╭─ Material provided

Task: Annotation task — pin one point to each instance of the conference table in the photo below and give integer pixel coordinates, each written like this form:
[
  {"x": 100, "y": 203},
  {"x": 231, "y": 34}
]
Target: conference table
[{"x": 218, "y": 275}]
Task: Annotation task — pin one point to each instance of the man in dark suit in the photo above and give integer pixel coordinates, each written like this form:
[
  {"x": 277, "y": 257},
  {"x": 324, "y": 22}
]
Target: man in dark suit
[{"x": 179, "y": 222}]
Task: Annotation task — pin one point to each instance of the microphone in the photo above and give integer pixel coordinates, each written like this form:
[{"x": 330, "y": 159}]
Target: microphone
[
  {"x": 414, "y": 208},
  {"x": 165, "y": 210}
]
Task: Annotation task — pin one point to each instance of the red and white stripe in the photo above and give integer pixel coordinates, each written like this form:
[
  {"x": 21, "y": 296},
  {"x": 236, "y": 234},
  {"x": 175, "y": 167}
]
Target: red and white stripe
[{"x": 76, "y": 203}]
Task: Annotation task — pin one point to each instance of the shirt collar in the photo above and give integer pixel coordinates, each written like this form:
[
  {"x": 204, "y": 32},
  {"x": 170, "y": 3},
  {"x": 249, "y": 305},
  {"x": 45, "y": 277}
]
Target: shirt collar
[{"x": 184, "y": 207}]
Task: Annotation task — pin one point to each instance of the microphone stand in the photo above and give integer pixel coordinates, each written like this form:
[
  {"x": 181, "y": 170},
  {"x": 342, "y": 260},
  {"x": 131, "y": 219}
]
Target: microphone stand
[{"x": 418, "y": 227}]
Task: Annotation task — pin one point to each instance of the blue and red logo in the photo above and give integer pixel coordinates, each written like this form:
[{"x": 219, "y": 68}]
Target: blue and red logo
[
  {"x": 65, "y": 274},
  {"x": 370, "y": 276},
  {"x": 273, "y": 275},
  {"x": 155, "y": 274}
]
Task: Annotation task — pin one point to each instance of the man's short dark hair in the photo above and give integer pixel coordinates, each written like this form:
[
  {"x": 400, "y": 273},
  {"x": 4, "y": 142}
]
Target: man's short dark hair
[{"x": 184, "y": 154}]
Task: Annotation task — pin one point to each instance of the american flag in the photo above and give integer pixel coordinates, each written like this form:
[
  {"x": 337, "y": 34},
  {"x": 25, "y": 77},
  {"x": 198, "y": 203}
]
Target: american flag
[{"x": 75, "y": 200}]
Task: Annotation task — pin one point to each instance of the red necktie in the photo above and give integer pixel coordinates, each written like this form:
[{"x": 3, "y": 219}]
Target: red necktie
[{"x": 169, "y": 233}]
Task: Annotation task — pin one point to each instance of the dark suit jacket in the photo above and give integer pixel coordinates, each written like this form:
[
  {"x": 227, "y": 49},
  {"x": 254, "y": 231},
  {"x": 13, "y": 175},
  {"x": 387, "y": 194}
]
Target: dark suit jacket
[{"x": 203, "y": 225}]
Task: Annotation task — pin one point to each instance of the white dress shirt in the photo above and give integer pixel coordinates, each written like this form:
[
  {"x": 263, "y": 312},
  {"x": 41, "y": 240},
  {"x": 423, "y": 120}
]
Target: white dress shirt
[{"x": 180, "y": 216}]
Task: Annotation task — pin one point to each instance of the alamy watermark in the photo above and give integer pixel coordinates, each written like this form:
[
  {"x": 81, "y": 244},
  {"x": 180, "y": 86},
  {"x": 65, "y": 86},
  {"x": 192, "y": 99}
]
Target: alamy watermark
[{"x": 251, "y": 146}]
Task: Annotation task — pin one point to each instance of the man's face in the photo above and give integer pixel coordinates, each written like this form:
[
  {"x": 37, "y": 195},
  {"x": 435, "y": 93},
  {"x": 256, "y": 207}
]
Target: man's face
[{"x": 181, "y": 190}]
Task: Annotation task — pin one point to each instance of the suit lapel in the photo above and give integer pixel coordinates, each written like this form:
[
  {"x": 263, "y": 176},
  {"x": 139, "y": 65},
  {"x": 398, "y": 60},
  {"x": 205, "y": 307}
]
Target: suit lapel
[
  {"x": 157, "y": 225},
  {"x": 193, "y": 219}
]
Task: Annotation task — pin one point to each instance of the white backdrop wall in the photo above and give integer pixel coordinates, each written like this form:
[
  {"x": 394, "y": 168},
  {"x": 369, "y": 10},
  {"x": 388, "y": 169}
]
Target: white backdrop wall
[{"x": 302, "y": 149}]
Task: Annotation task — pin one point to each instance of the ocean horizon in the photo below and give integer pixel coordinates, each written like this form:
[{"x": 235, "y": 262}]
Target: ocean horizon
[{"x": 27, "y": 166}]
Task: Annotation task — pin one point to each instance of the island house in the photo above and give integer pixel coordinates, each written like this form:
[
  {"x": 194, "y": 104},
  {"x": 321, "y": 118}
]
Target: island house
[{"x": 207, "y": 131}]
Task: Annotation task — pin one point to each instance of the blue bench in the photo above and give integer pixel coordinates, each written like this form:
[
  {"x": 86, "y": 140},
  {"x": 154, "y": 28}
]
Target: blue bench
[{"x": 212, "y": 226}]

╰─

Line by line, please copy the records above exactly.

Task: Annotation task — pin one point to each instance of the conference table in the photo below and give integer pixel coordinates, each written like this form:
[
  {"x": 100, "y": 203},
  {"x": 231, "y": 34}
]
Target: conference table
[{"x": 218, "y": 275}]
Task: Annotation task — pin one point to each instance of the man in dark suit in the photo above and give integer pixel coordinates, each written like this form:
[
  {"x": 277, "y": 257},
  {"x": 324, "y": 22}
]
Target: man in dark suit
[{"x": 179, "y": 222}]
Task: Annotation task — pin one point to each instance of the microphone in the photo above and give integer pixel coordinates, each written like this form:
[{"x": 330, "y": 159}]
Target: microphone
[
  {"x": 414, "y": 208},
  {"x": 165, "y": 210}
]
Task: Annotation task — pin one point to each instance of the red and white stripe in the photo above and give integer pixel coordinates, each written like this form:
[
  {"x": 21, "y": 296},
  {"x": 236, "y": 234},
  {"x": 175, "y": 167}
]
Target: red and white stripe
[{"x": 76, "y": 203}]
Task: Annotation task — pin one point to each instance of the shirt collar in the photo above and give integer pixel coordinates, each written like this form:
[
  {"x": 204, "y": 32},
  {"x": 170, "y": 3},
  {"x": 249, "y": 305},
  {"x": 45, "y": 277}
]
Target: shirt collar
[{"x": 184, "y": 207}]
Task: Annotation task — pin one point to each instance of the microphone stand in the photo above and give integer pixel coordinates, each written like this form:
[
  {"x": 181, "y": 170},
  {"x": 342, "y": 260},
  {"x": 131, "y": 219}
]
Target: microphone stand
[{"x": 418, "y": 227}]
Task: Annotation task — pin one point to each instance of the blue and red logo in the photo above and give integer pixel coordinates, each written like this form:
[{"x": 219, "y": 68}]
Target: blue and red logo
[
  {"x": 65, "y": 274},
  {"x": 370, "y": 276},
  {"x": 273, "y": 275},
  {"x": 155, "y": 274}
]
Task: Annotation task — pin one point to each instance of the man's short dark hair in the photo above and give integer pixel coordinates, each written like this form:
[
  {"x": 400, "y": 273},
  {"x": 4, "y": 142}
]
Target: man's short dark hair
[{"x": 184, "y": 154}]
Task: Annotation task — pin one point to each instance of the american flag in the photo above and give integer pixel coordinates, each written like this form:
[
  {"x": 337, "y": 34},
  {"x": 25, "y": 77},
  {"x": 198, "y": 203}
]
Target: american flag
[{"x": 75, "y": 200}]
Task: Annotation task — pin one point to each instance of the red necktie in the photo above and give integer pixel coordinates, each written like this form:
[{"x": 3, "y": 219}]
Target: red necktie
[{"x": 169, "y": 233}]
Task: Annotation task — pin one point to each instance of the dark suit jacket in the photo above and give integer pixel coordinates, each written like this form:
[
  {"x": 227, "y": 49},
  {"x": 254, "y": 231},
  {"x": 13, "y": 175},
  {"x": 387, "y": 194}
]
Target: dark suit jacket
[{"x": 203, "y": 225}]
Task: Annotation task — pin one point to each instance of the white dress shirt in the photo above and give integer pixel coordinates, each written like this form:
[
  {"x": 263, "y": 312},
  {"x": 41, "y": 240},
  {"x": 423, "y": 120}
]
Target: white dress shirt
[{"x": 180, "y": 216}]
Task: Annotation task — pin one point to each instance of the alamy watermark in the photo above and give integer pixel coordinates, each written like this form:
[
  {"x": 81, "y": 244},
  {"x": 180, "y": 86},
  {"x": 65, "y": 86},
  {"x": 192, "y": 99}
]
Target: alamy watermark
[{"x": 251, "y": 146}]
Task: Annotation task — pin one point to each instance of the man's face in the photo above and give integer pixel coordinates, each written like this form:
[
  {"x": 37, "y": 195},
  {"x": 435, "y": 93},
  {"x": 256, "y": 207}
]
Target: man's face
[{"x": 181, "y": 190}]
Task: Annotation task — pin one point to each instance of the suit lapel in the photo above and give integer pixel coordinates, each written like this form:
[
  {"x": 263, "y": 176},
  {"x": 139, "y": 65},
  {"x": 398, "y": 60},
  {"x": 205, "y": 307}
]
Target: suit lapel
[
  {"x": 157, "y": 225},
  {"x": 193, "y": 219}
]
Task: Annotation task — pin one point to each instance of the white backdrop wall in the photo above and give integer pixel coordinates, each written like this form:
[
  {"x": 394, "y": 168},
  {"x": 369, "y": 10},
  {"x": 388, "y": 169}
]
Target: white backdrop wall
[{"x": 302, "y": 149}]
Task: Annotation task — pin one point to each instance of the ocean horizon in the photo below and give integer pixel coordinates, each written like this form:
[{"x": 235, "y": 262}]
Target: ocean horizon
[{"x": 27, "y": 166}]
Task: Annotation task — pin one point to each instance of the island house in the photo above and give integer pixel coordinates, each written like this form:
[
  {"x": 194, "y": 104},
  {"x": 321, "y": 118}
]
Target: island house
[{"x": 207, "y": 131}]
Task: Annotation task — pin one point to each instance of the blue bench in the photo above and give integer pixel coordinates, each written like this form:
[
  {"x": 86, "y": 140},
  {"x": 154, "y": 28}
]
Target: blue bench
[{"x": 212, "y": 226}]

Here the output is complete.